== Texto fornecido ==
Esses acordos teriam causado a revolta dos “colonos” portugueses estabelecidos na Guiné desde 1494, especialmente nas ilhas de Fernando Pó, Ano Bom e Corisco. Isso porque a Guiné Equatorial Portuguesa já era um forte ponto de captura e venda de escravos para o Brasil e Europa (Acosta-Leyva, 2014). A ocupação espanhola demorou a se concretizar e apenas no final do século XIX a Espanha teve controle sobre a Guiné Equatorial. A Guiné conquistou sua independência em 12 de outubro de 1968.

Moçambique
Séculos antes da invasão dos portugueses em Moçambique, aquelas terras eram ocupadas por vários reinos bantus, que se dividiam nas ações de agricultura e no trabalho com ferros e metais. Desde o século X, também entraram ali os árabes, que chegaram a montar entrepostos para o comércio de ouro, marfim, madeiras e escravos. Somente em finais de século XV, iniciou-se a invasão portuguesa. Por volta de 1497, Vasco da Gama teria chegado a Moçambique. Depois de lutas contra os árabes, os portugueses conseguiram se estabelecer e logo levantaram fortalezas em Sofala, em 1505; na Ilha de Moçambique, em 1509; e em outras áreas.

José Capela (2010) revela a importância dos jesuítas nessas missões portuguesas para o “amansamento” dos negros capturados para o trabalho escravo nas minas em Moçambique e, principalmente, aqueles que eram levados ao Brasil. Somente “em 1761 é que Moçambique teria merecido atenção da Coroa quando foi nomeado o primeiro governador enviado do reino” (Capela, 2010, p. 23). A ocupação mais efetiva dos portugueses ocorreu em razão da persistência dos árabes, que jamais se deram por vencidos. Além disso, as grandes minas de ouro, prata e o intenso comércio de escravos também atraíam ingleses e franceses.

Lembra-nos José Luís Cabaço (2007) que apenas no século XIX Portugal tentou se firmar em Moçambique e, para isso, foi buscar apoio de empresas privadas. Foram montados consórcios de companhias para maior exploração da colônia, empresas que foram chamadas de majestáticas porque tinham direitos quase soberanos sobre as terras e as gentes de Moçambique. Com o Estado Novo em Portugal, essas companhias privadas continuaram atuando, mas com uma maior presença da metrópole, principalmente com o envio de soldados e de ações mais repressoras. Portugueses presos e perseguidos pela ditadura foram exilados em Moçambique e em outras colônias (Cabaço, 2007). 

São Tomé e Príncipe
Antes da entrada dos portugueses João de Santarém e Pedro Escobar na ilha de São Tomé, em 1460, e, um ano depois, na de Príncipe, esse arquipélago já era ocupado por poucos nativos, conforme diz Augusto Nascimento (2001). Em razão da pouca povoação, os invasores despejaram lá inúmeros europeus degradados, filhos de judeus, e outros negros já escravizados na costa da África. Também para lá foram mandados brasileiros inimigos da coroa portuguesa. Por força de sua localização geográfica estratégica, as ilhas se tornaram importante entreposto comercial de escravos. Muitos dos que chegaram ao Brasil, também passaram pelas Ilhas de São Tomé e de Príncipe.
===
== Extrato de dados ==
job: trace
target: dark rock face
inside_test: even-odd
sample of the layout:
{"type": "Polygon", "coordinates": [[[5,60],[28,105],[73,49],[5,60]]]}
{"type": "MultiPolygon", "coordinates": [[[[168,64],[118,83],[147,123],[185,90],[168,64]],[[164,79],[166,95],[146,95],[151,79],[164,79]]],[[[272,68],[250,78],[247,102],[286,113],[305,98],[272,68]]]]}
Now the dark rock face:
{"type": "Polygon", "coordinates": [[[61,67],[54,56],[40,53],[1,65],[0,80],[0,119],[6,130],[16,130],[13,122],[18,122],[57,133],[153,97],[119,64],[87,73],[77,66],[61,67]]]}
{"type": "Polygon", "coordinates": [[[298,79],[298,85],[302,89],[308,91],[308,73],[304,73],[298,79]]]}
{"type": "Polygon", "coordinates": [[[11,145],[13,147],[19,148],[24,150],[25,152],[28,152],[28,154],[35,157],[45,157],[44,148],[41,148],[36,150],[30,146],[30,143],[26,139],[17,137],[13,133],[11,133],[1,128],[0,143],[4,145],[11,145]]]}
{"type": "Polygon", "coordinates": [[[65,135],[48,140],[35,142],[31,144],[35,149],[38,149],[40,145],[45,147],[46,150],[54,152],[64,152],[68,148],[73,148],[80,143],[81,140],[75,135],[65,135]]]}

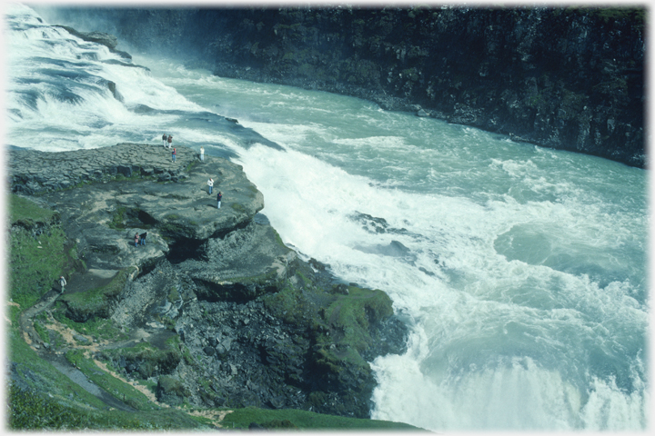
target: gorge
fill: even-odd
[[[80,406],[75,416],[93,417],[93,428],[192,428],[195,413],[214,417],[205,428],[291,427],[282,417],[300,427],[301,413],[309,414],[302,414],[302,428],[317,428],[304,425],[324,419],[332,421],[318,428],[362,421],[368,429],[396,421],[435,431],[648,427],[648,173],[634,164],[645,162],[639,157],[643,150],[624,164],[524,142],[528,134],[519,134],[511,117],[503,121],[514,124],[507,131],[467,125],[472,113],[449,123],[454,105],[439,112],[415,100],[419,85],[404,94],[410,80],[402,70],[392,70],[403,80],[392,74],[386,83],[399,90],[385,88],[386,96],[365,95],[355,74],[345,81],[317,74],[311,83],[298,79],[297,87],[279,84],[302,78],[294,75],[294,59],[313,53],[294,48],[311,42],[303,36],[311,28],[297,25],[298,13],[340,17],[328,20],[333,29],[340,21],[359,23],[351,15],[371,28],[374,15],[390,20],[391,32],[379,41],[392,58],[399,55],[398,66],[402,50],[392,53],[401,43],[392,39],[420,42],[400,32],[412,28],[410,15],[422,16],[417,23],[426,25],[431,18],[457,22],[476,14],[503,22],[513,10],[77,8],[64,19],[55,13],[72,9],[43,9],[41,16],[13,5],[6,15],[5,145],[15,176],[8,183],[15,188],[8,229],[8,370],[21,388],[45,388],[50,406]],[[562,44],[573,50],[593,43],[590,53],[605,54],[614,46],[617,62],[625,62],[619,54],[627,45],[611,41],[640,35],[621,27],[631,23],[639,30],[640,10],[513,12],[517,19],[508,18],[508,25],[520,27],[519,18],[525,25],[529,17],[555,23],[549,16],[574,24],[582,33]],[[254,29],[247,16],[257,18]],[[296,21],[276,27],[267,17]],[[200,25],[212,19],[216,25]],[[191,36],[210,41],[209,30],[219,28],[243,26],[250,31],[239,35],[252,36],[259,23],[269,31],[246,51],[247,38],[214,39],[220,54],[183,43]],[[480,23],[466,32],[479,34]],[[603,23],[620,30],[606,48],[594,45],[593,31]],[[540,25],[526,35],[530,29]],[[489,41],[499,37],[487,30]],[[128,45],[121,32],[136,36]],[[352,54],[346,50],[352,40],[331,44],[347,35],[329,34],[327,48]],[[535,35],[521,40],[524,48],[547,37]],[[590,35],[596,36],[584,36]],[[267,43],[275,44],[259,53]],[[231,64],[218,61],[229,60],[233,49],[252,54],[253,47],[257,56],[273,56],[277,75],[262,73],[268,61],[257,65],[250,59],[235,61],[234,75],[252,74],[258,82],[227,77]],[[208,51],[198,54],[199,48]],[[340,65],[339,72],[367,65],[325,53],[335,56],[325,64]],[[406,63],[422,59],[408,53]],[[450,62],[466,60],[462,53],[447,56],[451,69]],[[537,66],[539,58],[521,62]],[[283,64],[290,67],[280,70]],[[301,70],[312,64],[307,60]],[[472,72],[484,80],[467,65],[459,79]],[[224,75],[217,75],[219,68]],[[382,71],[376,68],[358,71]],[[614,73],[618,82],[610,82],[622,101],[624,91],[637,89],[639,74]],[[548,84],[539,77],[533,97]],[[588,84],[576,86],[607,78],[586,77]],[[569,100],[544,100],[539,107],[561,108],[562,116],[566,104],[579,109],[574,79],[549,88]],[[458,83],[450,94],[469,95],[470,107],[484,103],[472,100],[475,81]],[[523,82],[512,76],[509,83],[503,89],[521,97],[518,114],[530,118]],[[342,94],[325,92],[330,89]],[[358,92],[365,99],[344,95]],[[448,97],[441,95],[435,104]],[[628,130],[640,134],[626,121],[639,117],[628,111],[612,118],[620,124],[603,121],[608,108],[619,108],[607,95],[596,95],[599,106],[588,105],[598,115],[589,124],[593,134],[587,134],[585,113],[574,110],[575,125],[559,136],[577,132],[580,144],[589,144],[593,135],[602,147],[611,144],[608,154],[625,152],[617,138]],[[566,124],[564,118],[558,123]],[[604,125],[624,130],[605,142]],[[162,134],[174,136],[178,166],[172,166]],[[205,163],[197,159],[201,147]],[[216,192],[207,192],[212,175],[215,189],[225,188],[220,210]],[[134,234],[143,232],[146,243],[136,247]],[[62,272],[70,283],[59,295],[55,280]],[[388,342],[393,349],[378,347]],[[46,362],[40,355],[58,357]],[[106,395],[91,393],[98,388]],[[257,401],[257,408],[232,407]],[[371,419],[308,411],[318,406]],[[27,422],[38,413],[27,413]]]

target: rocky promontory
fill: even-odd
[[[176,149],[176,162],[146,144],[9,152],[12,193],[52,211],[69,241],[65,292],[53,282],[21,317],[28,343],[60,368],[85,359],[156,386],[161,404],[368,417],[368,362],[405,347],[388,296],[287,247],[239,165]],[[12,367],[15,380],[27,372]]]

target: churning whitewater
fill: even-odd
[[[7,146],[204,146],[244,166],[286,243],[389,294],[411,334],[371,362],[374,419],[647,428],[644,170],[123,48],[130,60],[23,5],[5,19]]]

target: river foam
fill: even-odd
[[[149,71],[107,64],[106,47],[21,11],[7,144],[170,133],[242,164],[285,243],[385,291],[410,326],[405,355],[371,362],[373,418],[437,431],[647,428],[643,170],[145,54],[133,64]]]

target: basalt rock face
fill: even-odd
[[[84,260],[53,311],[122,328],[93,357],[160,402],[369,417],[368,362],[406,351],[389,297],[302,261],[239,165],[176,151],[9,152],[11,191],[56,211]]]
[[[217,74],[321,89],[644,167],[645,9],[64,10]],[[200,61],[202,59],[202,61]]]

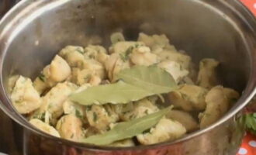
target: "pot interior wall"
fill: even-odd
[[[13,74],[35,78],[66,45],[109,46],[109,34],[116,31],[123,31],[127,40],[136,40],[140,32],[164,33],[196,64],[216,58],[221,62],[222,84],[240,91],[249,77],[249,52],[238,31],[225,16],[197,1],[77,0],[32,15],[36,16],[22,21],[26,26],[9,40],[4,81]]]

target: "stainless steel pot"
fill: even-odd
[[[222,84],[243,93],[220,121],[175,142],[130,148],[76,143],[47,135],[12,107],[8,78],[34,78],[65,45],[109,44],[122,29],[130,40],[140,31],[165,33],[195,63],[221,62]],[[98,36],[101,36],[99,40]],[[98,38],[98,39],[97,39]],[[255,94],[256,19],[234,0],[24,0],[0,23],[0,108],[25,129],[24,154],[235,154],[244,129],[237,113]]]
===
== Extrato de dados ==
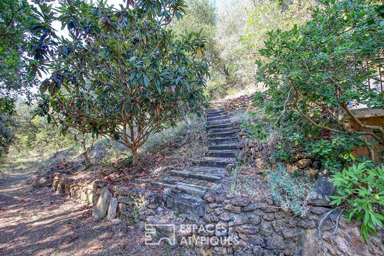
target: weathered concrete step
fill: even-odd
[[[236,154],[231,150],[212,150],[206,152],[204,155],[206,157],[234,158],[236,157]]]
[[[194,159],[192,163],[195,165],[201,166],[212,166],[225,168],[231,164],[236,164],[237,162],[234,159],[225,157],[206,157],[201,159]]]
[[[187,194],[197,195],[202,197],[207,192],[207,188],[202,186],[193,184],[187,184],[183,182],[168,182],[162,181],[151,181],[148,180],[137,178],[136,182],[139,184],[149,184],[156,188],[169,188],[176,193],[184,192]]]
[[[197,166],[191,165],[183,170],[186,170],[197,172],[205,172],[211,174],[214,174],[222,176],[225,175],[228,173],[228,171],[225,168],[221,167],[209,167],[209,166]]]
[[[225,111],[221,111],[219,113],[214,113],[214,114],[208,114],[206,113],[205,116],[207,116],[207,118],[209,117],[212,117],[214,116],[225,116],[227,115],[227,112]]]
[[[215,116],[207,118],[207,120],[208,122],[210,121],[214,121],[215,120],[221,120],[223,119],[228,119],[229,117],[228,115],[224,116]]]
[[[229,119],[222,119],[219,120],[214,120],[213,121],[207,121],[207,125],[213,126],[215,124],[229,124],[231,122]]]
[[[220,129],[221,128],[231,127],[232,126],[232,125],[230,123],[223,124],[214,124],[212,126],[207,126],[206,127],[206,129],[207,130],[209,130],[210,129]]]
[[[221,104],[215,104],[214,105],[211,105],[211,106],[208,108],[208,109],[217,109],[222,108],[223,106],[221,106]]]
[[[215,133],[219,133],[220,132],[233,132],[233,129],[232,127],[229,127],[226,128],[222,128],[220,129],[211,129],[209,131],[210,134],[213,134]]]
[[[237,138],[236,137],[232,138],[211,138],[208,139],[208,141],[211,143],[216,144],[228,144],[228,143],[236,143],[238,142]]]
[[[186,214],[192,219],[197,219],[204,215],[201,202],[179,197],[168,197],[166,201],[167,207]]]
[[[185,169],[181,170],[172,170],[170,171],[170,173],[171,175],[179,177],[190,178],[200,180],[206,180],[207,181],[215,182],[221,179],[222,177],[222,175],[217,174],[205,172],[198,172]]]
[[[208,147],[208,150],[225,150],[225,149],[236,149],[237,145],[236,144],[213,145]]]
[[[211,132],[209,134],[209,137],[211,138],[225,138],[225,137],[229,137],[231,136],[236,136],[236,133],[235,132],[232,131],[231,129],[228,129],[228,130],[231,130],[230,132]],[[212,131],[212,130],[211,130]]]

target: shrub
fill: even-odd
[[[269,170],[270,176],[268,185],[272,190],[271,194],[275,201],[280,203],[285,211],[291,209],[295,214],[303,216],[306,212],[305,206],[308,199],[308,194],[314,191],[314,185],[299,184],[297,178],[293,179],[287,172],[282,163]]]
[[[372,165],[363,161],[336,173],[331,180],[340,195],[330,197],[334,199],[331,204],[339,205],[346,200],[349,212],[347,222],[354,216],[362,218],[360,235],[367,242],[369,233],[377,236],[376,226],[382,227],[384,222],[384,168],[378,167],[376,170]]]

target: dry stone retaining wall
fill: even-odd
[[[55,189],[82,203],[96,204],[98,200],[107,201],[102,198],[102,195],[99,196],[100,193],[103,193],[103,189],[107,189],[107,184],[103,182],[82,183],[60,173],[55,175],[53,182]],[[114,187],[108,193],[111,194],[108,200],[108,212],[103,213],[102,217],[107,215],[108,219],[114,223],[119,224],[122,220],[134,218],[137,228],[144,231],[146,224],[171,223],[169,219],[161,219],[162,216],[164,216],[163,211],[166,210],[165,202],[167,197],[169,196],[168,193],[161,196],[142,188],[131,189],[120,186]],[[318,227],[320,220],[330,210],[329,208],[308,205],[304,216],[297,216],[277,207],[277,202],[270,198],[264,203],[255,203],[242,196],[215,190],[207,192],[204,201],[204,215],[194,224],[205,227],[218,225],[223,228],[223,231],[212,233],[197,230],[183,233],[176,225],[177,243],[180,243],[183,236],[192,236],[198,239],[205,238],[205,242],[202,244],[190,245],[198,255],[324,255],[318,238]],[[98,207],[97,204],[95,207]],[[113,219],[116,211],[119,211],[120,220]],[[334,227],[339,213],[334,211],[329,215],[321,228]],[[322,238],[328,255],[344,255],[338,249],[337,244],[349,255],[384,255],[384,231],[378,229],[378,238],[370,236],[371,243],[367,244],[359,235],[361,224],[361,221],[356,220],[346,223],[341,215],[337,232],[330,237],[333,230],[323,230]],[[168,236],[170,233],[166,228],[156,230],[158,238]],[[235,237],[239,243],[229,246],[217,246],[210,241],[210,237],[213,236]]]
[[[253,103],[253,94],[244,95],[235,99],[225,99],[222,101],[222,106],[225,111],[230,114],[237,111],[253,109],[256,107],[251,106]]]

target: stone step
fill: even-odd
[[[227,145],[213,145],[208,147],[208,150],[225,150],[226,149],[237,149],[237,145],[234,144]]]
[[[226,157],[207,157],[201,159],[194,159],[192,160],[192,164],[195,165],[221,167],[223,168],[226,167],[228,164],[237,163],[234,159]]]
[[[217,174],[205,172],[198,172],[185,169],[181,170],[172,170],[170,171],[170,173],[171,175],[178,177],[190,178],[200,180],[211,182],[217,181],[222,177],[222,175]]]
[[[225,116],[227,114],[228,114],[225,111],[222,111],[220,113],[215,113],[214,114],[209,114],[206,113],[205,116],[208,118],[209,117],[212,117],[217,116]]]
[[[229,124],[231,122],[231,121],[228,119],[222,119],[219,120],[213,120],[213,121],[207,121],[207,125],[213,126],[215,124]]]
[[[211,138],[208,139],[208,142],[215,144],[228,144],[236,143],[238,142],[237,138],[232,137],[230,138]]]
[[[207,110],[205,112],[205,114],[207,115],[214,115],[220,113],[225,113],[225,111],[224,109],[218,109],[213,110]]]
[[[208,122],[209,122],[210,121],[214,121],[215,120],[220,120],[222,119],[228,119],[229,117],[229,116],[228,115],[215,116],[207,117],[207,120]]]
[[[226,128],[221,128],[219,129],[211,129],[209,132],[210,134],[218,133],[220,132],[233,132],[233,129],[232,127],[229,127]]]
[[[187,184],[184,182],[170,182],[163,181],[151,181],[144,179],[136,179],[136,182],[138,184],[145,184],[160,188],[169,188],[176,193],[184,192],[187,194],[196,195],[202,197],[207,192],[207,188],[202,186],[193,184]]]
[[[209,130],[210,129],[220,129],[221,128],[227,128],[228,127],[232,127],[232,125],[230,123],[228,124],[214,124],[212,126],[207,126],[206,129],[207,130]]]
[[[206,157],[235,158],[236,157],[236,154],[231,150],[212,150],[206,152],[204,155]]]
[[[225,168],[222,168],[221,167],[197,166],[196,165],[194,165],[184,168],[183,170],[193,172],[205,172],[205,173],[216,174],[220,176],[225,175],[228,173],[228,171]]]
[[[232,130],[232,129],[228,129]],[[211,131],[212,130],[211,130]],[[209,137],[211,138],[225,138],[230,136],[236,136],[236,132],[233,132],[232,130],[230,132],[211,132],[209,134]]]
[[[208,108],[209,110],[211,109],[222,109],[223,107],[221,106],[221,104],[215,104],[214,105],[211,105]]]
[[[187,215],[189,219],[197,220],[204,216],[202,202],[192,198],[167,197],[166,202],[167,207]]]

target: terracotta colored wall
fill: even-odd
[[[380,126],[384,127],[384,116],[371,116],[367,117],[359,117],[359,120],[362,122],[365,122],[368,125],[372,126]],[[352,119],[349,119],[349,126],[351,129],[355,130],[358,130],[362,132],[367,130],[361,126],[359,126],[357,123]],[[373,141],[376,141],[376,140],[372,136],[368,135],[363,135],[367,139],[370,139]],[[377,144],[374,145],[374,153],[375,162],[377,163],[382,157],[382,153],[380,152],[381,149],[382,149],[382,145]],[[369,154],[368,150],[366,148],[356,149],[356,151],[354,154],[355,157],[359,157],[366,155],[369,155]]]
===
* **Sua tarefa**: Retome o texto sobre a colonização de países africanos a partir do ponto em que ele termina. As entradas não têm nenhuma relação com esta tarefa.

* **Resposta esperada**:
Nascimento (2001) ressalta a extrema violência para com os escravos, o que sempre produzia fortes reações. Eram registradas fugas dos negros para as florestas e ações organizadas de resistência. No interior das ilhas eram formados quilombos e em um dos mais importantes deles, Amador, um escravo chegou a ser proclamado rei de São Tomé, comandando grandes revoltas (Nascimento, 2001). Com a redução do tráfico de escravizados para as ilhas, muitos mais moçambicanos, cabo-verdianos e angolanos foram deslocados para elas e se envolveram nas roças de cana-de-açúcar, cacau, pimenta, fumo, café.

Timor-Leste
Ele somente tornou-se um país livre em 20 de maio de 2002. Sua história é de longas dominações coloniais, de massacres e de uma constante reconstrução. Timor fica no sudeste asiático, tem fronteira terrestre com a Indonésia e marítima com a Austrália. Diz Carolina Galdino (2012) que a ida de Portugal ao sudeste asiático era parte do projeto econômico de estabelecer comércio com o Oriente, desviando-se do controle quase total que os venezianos e genoveses tinham.

Antes dos invasores europeus, Timor era ocupada por caçadores e agricultores que já faziam uma espécie de comércio com chineses e com a Índia. A região produzia madeira, sândalo e outras especiarias, e as sociedades eram organizadas em reinos (Galdino, 2012). Os portugueses chegaram em Timor por volta de 1511 em busca de escravos, metais e especiarias. Como ocorreu em outras invasões, a violência era marca registrada. No caso do Timor, era bastante comum os europeus cortarem as cabeças, em praça pública, dos nativos que se recusavam a se converter em cristãos-escravos, como nos lembra Johanna Schouten (1999).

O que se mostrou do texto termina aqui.